-- START OF Supplied data --

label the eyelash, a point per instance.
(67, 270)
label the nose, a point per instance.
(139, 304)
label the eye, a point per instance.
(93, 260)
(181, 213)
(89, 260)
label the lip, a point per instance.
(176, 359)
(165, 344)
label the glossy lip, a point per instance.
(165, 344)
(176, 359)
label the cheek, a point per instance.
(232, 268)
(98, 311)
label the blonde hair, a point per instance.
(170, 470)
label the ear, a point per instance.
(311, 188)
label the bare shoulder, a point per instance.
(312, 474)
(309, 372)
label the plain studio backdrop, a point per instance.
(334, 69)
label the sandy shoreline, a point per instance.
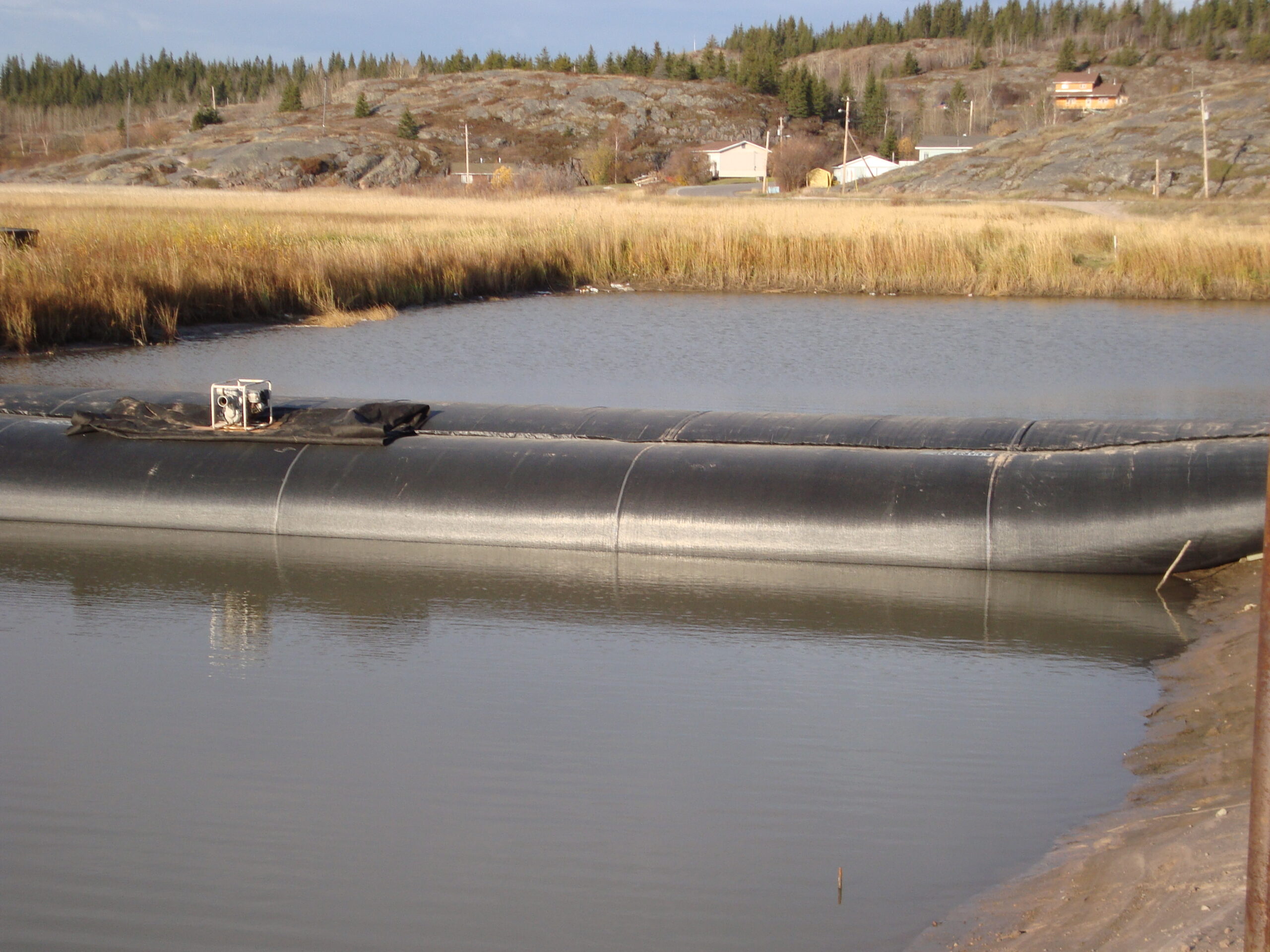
(1166, 871)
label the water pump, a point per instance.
(242, 404)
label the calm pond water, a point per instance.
(972, 357)
(215, 742)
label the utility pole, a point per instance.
(846, 136)
(767, 145)
(1203, 122)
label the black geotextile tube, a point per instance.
(1090, 497)
(366, 424)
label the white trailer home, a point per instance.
(736, 160)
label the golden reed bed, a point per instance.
(132, 264)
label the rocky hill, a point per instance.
(512, 116)
(1114, 154)
(1012, 92)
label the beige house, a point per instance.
(1087, 92)
(736, 160)
(868, 167)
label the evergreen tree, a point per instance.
(407, 126)
(890, 145)
(873, 114)
(291, 99)
(1067, 56)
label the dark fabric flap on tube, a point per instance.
(369, 424)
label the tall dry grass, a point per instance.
(134, 264)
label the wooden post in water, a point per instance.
(1257, 931)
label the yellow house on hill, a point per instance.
(1087, 92)
(820, 178)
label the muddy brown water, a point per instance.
(216, 742)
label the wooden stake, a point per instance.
(1203, 121)
(1173, 567)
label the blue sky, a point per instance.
(103, 31)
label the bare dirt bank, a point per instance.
(1165, 873)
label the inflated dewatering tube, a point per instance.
(999, 494)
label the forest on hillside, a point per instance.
(48, 96)
(754, 58)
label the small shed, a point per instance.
(736, 160)
(820, 178)
(933, 146)
(867, 167)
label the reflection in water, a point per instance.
(837, 353)
(239, 631)
(380, 595)
(474, 748)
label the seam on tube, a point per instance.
(277, 504)
(1003, 459)
(622, 497)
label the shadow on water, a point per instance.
(225, 740)
(384, 591)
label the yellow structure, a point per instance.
(1087, 92)
(820, 178)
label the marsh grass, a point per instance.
(136, 264)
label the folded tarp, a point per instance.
(369, 424)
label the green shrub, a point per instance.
(407, 126)
(205, 116)
(291, 102)
(1066, 56)
(1127, 56)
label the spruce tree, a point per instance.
(890, 145)
(1067, 56)
(291, 99)
(874, 112)
(407, 126)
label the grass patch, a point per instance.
(128, 264)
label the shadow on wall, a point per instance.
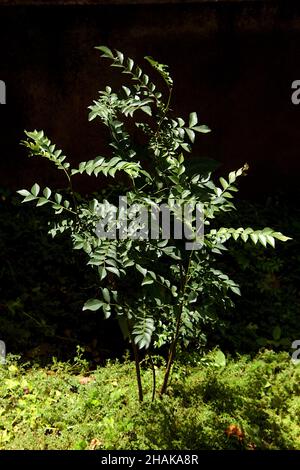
(233, 63)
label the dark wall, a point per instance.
(233, 63)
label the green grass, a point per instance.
(247, 404)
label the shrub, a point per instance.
(162, 288)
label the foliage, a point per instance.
(244, 404)
(171, 290)
(267, 312)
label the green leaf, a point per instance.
(28, 198)
(143, 271)
(58, 198)
(224, 183)
(219, 359)
(193, 119)
(42, 201)
(23, 192)
(147, 280)
(276, 333)
(254, 238)
(235, 289)
(47, 192)
(106, 294)
(191, 134)
(106, 51)
(92, 304)
(280, 236)
(102, 272)
(113, 270)
(262, 239)
(35, 189)
(203, 129)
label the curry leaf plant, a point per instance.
(157, 288)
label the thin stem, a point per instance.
(137, 365)
(165, 110)
(172, 352)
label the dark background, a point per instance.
(232, 61)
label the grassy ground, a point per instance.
(247, 403)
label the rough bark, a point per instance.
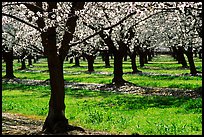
(181, 58)
(77, 64)
(90, 60)
(106, 59)
(133, 63)
(141, 58)
(189, 54)
(30, 60)
(56, 121)
(118, 70)
(8, 58)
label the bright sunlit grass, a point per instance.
(111, 112)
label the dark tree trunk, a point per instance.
(71, 60)
(67, 58)
(77, 64)
(174, 53)
(34, 59)
(195, 53)
(125, 57)
(19, 60)
(181, 58)
(200, 54)
(56, 121)
(23, 64)
(106, 59)
(149, 55)
(84, 59)
(29, 60)
(8, 58)
(145, 56)
(141, 59)
(90, 59)
(133, 63)
(118, 70)
(37, 58)
(189, 54)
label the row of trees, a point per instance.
(55, 29)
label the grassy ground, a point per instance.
(113, 112)
(160, 65)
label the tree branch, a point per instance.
(11, 16)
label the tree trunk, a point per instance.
(71, 60)
(133, 63)
(189, 54)
(181, 57)
(90, 59)
(106, 59)
(29, 60)
(149, 55)
(145, 56)
(174, 53)
(125, 57)
(200, 54)
(23, 65)
(8, 58)
(56, 121)
(141, 59)
(118, 70)
(77, 62)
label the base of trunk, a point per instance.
(9, 76)
(118, 82)
(137, 71)
(59, 127)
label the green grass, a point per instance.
(163, 64)
(111, 112)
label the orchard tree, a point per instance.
(56, 24)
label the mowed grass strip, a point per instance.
(111, 112)
(160, 65)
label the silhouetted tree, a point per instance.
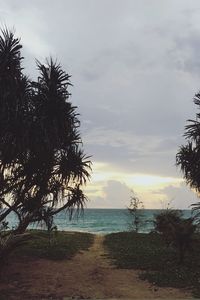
(42, 163)
(135, 210)
(188, 156)
(175, 230)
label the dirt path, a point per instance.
(89, 275)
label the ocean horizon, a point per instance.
(101, 220)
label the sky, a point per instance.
(135, 67)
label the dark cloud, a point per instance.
(135, 69)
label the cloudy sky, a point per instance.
(135, 67)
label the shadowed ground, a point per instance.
(89, 275)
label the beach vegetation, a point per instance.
(43, 166)
(136, 213)
(157, 263)
(176, 231)
(188, 155)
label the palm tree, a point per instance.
(188, 156)
(42, 163)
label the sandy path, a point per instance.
(89, 275)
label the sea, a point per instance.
(102, 221)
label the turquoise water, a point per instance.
(103, 221)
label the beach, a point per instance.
(90, 274)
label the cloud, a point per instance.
(115, 194)
(178, 196)
(135, 70)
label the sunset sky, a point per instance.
(135, 68)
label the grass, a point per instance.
(147, 252)
(59, 245)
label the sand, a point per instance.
(89, 275)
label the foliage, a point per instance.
(42, 163)
(158, 263)
(176, 230)
(188, 156)
(135, 210)
(64, 245)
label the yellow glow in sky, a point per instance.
(148, 187)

-- END OF Supplied data --

Problem to work on: Quote every entry above word for word. Leave the pictures out.

Complete output:
label the eyelash, a point per instance.
(67, 270)
label the nose, a point per instance.
(139, 304)
label the eye, a point per instance.
(93, 260)
(181, 213)
(89, 260)
label the lip, a point per instance.
(176, 359)
(165, 344)
label the glossy lip, a point per instance.
(165, 344)
(176, 359)
label the cheek, a point per instance.
(232, 268)
(98, 311)
label the blonde hair, a point per instance.
(170, 470)
label the ear, a point per instance.
(311, 188)
label the bare shoulder, a point per instance.
(312, 474)
(309, 372)
label the plain studio backdrop, a point per instance.
(334, 69)
label the sandy shoreline, a point per instance.
(1166, 871)
label the water pump, a point per instance.
(242, 404)
label the calm pond water, a point per instance.
(972, 357)
(215, 742)
label the utility pole, a point per instance.
(846, 136)
(767, 145)
(1203, 122)
label the black geotextile tube, a point per instance.
(1090, 497)
(366, 424)
label the white trailer home, a point per instance.
(736, 160)
label the golden reed bed, a point per instance.
(132, 264)
label the rocky hill, a point per instance.
(512, 116)
(1114, 154)
(1012, 92)
label the beige house, a point per instance.
(1087, 92)
(736, 160)
(868, 167)
label the evergreen tree, a point per instance.
(407, 126)
(890, 145)
(873, 114)
(291, 99)
(1067, 56)
label the dark fabric flap on tube, a point per instance.
(369, 424)
label the tall dry grass, a point per instance.
(134, 264)
label the wooden post in water, a point per instance.
(1257, 931)
label the yellow house on hill, a point per instance.
(1087, 92)
(820, 178)
label the muddy brown water, a point per instance.
(216, 742)
label the wooden stake, a point per instance.
(1203, 121)
(1173, 567)
label the blue sky, a point per instance.
(103, 31)
label the bare dirt bank, a point per instance.
(1165, 873)
label the inflated dewatering tube, a point per instance.
(999, 494)
label the forest on hillside, a point per instance.
(48, 96)
(754, 58)
label the small shed, a point per instance.
(736, 160)
(820, 178)
(933, 146)
(867, 167)
label the reflection in water, a point per instance.
(837, 353)
(239, 631)
(380, 595)
(474, 748)
label the seam on tube, a point per instance.
(277, 504)
(1003, 459)
(622, 497)
label the shadow on water, a point per instance.
(225, 740)
(384, 591)
label the yellow structure, a point per instance.
(1087, 92)
(820, 178)
label the marsh grass, a point per instance.
(136, 264)
label the folded tarp, a point per instance.
(369, 424)
label the green shrub, a point per instance.
(407, 126)
(205, 116)
(291, 102)
(1066, 56)
(1127, 56)
label the spruce tree, a point per instance.
(890, 145)
(1067, 56)
(291, 99)
(874, 112)
(407, 126)
label the grass patch, a point per instance.
(128, 264)
label the shadow on wall, a point per instance.
(233, 63)
label the dark wall, a point per instance.
(233, 63)
label the green grass, a point per instance.
(247, 404)
label the shrub, a point per instance.
(162, 288)
label the foliage, a point per instance.
(244, 404)
(171, 290)
(267, 312)
label the green leaf, a point per instance.
(28, 198)
(143, 271)
(58, 198)
(224, 183)
(219, 359)
(193, 119)
(42, 201)
(23, 192)
(147, 280)
(276, 333)
(254, 238)
(235, 289)
(47, 192)
(106, 294)
(191, 134)
(106, 51)
(92, 304)
(280, 236)
(102, 272)
(113, 270)
(262, 239)
(35, 189)
(203, 129)
label the curry leaf plant, a point per instance.
(157, 288)
label the thin stem, a point per instance.
(137, 365)
(165, 110)
(172, 352)
label the dark background, a point per instance.
(232, 61)
label the grassy ground, a point per instance.
(247, 403)
label the rough bark, a point per instance.
(181, 58)
(77, 64)
(90, 60)
(106, 59)
(133, 63)
(141, 58)
(189, 54)
(30, 60)
(56, 121)
(118, 70)
(8, 58)
label the bright sunlit grass, a point per instance.
(111, 112)
label the dark tree trunk, a point per instance.
(71, 60)
(67, 58)
(77, 64)
(174, 53)
(34, 59)
(195, 53)
(125, 57)
(19, 60)
(181, 58)
(200, 54)
(56, 121)
(23, 64)
(106, 59)
(149, 55)
(84, 59)
(29, 60)
(8, 58)
(145, 56)
(141, 59)
(90, 59)
(133, 63)
(118, 70)
(37, 58)
(189, 54)
label the row of trees, a point per instance.
(55, 29)
label the grassy ground, a point per instance.
(113, 112)
(160, 65)
label the tree branch, a point per instance.
(11, 16)
label the tree trunk, a point per instance.
(71, 60)
(133, 63)
(189, 54)
(181, 57)
(90, 59)
(106, 59)
(29, 60)
(149, 55)
(145, 56)
(174, 53)
(125, 57)
(200, 54)
(23, 65)
(8, 58)
(56, 121)
(141, 59)
(118, 70)
(77, 62)
label the base of trunk, a point per instance.
(9, 76)
(118, 82)
(137, 71)
(59, 127)
label the green grass, a point per instance.
(163, 64)
(111, 112)
label the orchard tree, a point per instance.
(56, 24)
label the mowed grass strip, a point per instance.
(111, 112)
(160, 65)
label the silhouetted tree, a point per instance.
(42, 163)
(135, 210)
(188, 156)
(175, 230)
label the dirt path, a point per instance.
(89, 275)
label the ocean horizon, a point per instance.
(101, 220)
label the sky, a point per instance.
(135, 67)
label the dark cloud, a point per instance.
(135, 69)
label the cloudy sky, a point per instance.
(135, 67)
label the shadowed ground, a point per instance.
(89, 275)
label the beach vegetation, a point per instance.
(43, 166)
(136, 213)
(157, 263)
(176, 231)
(188, 155)
label the palm tree, a point per instance.
(188, 156)
(42, 163)
label the sandy path, a point per instance.
(89, 275)
label the sea, a point per instance.
(102, 221)
label the turquoise water, a point per instance.
(103, 221)
label the beach, a point per instance.
(90, 274)
label the cloud, a point per instance.
(115, 194)
(178, 196)
(135, 70)
label the sunset sky, a point per instance.
(135, 68)
label the grass, a point per instance.
(147, 252)
(59, 245)
label the sand, a point per instance.
(89, 275)
label the foliage, a point per instance.
(42, 163)
(158, 263)
(176, 230)
(188, 156)
(135, 210)
(64, 245)
label the yellow glow in sky, a point per instance.
(148, 187)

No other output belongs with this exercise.